Find each line in the records below that contains the word "black" and copy those lines in their original order.

● ● ●

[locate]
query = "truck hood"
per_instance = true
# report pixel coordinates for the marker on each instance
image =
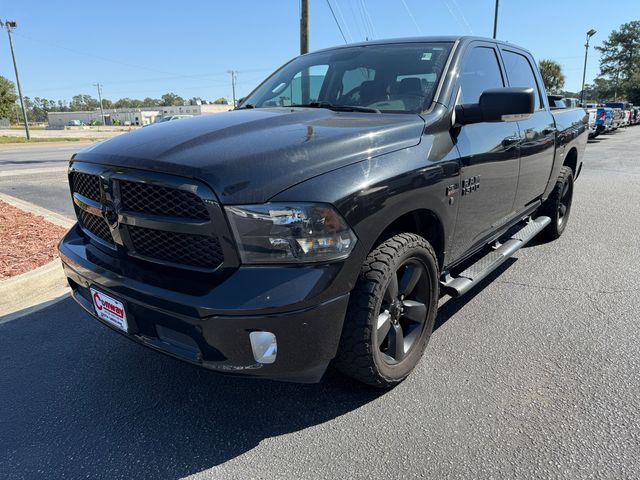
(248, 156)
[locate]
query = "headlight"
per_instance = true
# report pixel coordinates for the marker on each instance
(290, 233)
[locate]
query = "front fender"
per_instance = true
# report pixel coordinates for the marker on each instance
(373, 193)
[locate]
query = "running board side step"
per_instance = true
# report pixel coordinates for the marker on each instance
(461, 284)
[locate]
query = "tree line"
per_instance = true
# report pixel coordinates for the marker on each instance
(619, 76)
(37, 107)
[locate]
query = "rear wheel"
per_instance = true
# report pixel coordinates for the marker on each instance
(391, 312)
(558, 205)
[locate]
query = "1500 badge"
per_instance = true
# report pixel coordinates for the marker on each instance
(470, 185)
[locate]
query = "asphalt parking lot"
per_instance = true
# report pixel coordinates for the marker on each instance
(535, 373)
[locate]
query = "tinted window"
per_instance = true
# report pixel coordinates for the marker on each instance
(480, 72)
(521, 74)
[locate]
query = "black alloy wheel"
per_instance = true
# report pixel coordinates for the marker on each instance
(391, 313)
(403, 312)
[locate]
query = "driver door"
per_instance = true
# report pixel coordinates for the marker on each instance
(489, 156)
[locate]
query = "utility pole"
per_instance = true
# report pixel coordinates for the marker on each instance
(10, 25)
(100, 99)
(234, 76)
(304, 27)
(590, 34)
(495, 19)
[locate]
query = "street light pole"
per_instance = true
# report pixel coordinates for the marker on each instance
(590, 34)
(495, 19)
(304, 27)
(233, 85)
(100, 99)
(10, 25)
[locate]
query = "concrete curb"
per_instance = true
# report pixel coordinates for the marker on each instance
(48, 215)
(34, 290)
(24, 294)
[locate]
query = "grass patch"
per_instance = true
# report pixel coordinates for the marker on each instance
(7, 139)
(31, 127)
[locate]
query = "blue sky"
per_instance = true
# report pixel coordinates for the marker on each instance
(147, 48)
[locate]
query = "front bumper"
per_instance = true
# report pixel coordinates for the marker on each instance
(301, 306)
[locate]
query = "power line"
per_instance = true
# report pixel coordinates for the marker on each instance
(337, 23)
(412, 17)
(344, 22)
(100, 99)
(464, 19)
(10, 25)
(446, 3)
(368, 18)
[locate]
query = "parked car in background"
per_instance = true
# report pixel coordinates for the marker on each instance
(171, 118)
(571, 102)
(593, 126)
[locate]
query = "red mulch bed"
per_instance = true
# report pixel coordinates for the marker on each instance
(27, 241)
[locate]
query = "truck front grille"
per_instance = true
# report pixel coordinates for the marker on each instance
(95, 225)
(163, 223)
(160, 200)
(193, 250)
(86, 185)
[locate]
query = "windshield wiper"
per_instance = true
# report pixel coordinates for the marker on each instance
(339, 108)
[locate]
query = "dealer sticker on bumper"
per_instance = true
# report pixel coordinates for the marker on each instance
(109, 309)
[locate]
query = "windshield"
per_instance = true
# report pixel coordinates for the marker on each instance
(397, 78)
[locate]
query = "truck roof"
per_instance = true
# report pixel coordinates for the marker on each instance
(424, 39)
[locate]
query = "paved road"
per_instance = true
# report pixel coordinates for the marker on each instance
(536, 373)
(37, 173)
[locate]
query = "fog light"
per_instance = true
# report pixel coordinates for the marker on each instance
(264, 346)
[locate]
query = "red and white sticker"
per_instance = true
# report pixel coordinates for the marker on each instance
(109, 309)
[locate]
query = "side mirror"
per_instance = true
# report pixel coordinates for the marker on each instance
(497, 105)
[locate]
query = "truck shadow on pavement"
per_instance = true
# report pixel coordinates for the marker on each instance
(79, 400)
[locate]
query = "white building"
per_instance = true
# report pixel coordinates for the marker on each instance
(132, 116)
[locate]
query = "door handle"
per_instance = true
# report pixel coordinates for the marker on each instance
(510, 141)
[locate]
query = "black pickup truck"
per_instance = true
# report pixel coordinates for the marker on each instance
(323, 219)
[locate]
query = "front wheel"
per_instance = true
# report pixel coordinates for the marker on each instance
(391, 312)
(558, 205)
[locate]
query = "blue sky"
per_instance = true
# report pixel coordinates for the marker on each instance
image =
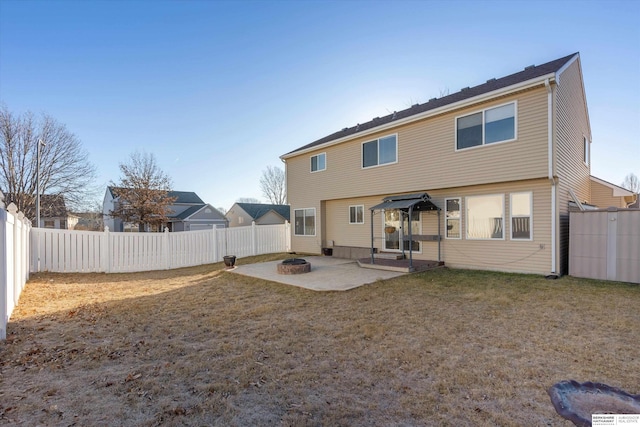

● ● ●

- **WRITTEN RESPONSE**:
query = "black alloy wheel"
query = "black pickup truck"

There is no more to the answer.